[Data extracted from a collection]
--- START ---
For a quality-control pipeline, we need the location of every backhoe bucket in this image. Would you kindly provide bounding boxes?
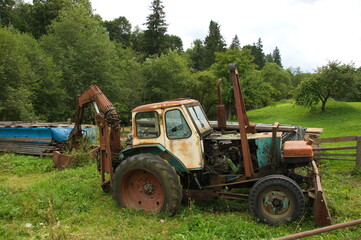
[52,147,99,170]
[53,151,73,170]
[309,160,332,226]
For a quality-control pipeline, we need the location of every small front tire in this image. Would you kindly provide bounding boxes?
[249,175,305,225]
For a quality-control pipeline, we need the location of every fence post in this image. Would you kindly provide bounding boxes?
[357,136,361,169]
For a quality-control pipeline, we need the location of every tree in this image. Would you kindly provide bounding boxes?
[21,33,66,121]
[143,0,167,56]
[41,4,123,116]
[261,62,292,100]
[350,67,361,101]
[243,38,265,70]
[230,34,241,50]
[31,0,91,38]
[295,61,358,111]
[287,67,310,88]
[186,39,205,71]
[103,16,132,48]
[183,70,217,115]
[265,53,273,63]
[5,1,33,33]
[0,28,64,121]
[0,0,15,26]
[141,51,192,103]
[211,48,271,118]
[272,46,282,68]
[114,46,145,123]
[0,28,35,120]
[203,20,226,68]
[164,34,183,52]
[241,70,274,110]
[255,38,266,69]
[130,25,145,54]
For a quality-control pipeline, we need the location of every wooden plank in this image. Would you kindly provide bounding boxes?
[357,136,361,168]
[0,137,52,143]
[315,135,358,144]
[0,142,55,155]
[209,121,323,134]
[315,153,357,157]
[314,153,357,157]
[306,128,324,134]
[315,157,355,161]
[313,146,356,151]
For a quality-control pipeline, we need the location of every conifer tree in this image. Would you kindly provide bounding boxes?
[254,38,266,69]
[272,46,283,68]
[242,38,265,70]
[230,34,241,50]
[143,0,167,56]
[203,20,226,68]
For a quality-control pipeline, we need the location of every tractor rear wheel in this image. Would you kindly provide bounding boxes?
[249,175,305,225]
[113,153,182,214]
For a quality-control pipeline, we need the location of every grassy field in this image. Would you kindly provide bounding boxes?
[1,101,361,239]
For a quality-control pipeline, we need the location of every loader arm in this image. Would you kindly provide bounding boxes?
[67,85,123,191]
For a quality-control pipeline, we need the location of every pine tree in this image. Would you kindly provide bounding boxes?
[254,38,266,69]
[230,34,241,50]
[272,46,283,68]
[203,20,226,68]
[143,0,167,56]
[242,38,265,70]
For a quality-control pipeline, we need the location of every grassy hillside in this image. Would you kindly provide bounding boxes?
[247,100,361,137]
[1,101,360,239]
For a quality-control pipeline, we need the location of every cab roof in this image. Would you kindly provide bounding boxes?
[132,99,199,112]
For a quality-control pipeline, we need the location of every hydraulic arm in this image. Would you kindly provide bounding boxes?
[59,85,123,190]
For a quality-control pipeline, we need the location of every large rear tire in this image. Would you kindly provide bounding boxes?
[249,175,305,225]
[113,153,182,214]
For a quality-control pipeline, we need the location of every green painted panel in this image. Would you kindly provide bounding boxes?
[255,137,281,168]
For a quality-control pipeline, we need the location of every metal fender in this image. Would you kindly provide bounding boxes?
[122,144,189,172]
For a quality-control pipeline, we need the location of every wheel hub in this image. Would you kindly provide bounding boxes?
[272,198,282,207]
[264,190,290,215]
[120,168,165,211]
[143,182,156,196]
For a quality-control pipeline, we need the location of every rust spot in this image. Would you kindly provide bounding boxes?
[132,99,199,112]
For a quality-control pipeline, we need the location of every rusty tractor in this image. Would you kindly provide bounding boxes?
[54,64,331,226]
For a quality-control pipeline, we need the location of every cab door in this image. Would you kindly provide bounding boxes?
[163,107,204,170]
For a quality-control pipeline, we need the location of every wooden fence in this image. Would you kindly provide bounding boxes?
[313,135,361,168]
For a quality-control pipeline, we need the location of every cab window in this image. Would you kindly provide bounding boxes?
[188,105,212,134]
[135,111,160,139]
[165,109,191,139]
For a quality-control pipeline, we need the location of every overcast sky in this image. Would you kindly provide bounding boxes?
[90,0,360,72]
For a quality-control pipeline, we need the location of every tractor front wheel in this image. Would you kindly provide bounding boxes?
[249,175,305,225]
[113,153,182,214]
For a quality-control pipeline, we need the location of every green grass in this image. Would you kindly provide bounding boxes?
[247,99,361,137]
[1,101,361,239]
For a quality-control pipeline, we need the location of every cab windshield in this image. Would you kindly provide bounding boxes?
[187,105,212,135]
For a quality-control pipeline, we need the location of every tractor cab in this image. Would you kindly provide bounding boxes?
[131,99,212,170]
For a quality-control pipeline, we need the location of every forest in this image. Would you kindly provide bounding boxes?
[0,0,360,123]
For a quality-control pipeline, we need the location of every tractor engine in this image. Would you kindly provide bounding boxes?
[204,141,244,174]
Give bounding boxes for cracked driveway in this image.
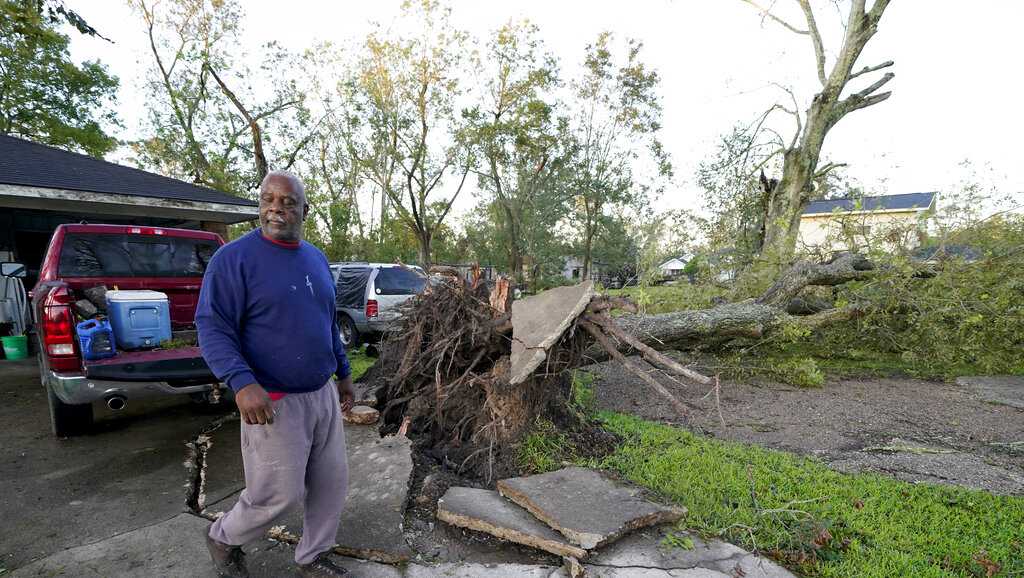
[0,358,235,571]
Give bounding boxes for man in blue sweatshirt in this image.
[197,170,354,578]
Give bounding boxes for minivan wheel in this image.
[338,314,360,348]
[46,384,93,437]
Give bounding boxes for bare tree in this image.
[739,0,894,280]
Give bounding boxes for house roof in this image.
[802,192,936,216]
[658,257,688,269]
[0,134,257,207]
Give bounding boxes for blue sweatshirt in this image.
--- END ---
Copy exactly the line containing "Give bounding boxes for house" and every line after it, ending with the last line of the records above.

Give bounding boxes for house roof in this image.
[802,192,936,216]
[658,257,688,269]
[0,134,257,207]
Give bounding boxes for blue sweatshirt in this image.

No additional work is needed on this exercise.